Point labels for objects
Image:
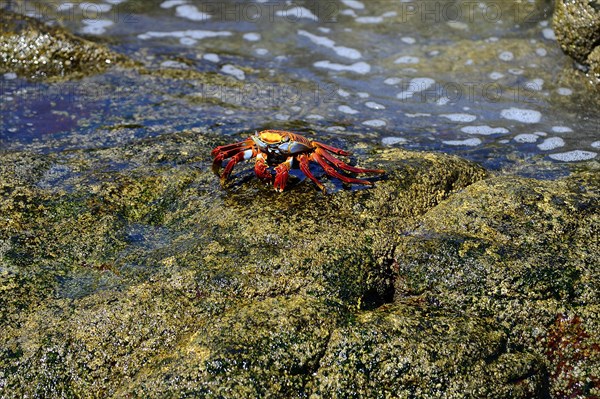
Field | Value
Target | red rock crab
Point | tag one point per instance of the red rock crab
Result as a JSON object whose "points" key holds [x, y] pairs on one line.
{"points": [[285, 150]]}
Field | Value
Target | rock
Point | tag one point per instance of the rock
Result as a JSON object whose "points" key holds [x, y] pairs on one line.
{"points": [[149, 279], [577, 27], [525, 253], [34, 50]]}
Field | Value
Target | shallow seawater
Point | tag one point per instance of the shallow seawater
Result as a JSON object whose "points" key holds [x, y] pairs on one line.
{"points": [[483, 80]]}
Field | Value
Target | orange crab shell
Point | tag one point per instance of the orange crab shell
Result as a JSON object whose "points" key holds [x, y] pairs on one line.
{"points": [[285, 150]]}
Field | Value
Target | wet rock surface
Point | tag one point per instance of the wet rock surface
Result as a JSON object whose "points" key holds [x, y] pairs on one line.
{"points": [[33, 50], [130, 271], [577, 27]]}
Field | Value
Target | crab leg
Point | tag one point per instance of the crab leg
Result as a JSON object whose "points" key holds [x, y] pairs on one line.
{"points": [[260, 167], [303, 160], [332, 149], [282, 174], [233, 161], [344, 166], [332, 172]]}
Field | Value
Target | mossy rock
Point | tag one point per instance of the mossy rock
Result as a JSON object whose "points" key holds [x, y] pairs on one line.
{"points": [[524, 252], [151, 279], [34, 50], [577, 27]]}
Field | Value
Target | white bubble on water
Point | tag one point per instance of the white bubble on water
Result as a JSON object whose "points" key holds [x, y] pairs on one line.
{"points": [[374, 105], [468, 142], [563, 91], [561, 129], [521, 115], [252, 36], [573, 156], [484, 130], [459, 117], [347, 110], [374, 123], [526, 138], [551, 143], [361, 68], [392, 140]]}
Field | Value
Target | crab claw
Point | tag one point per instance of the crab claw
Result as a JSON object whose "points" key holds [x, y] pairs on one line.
{"points": [[261, 168]]}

DO THIS> Identify each line in the items above that contains the word "claw", and copy every such line in full.

ANSWER TO THIS TASK>
Target | crab claw
Point | tag one point per instance of the crab claw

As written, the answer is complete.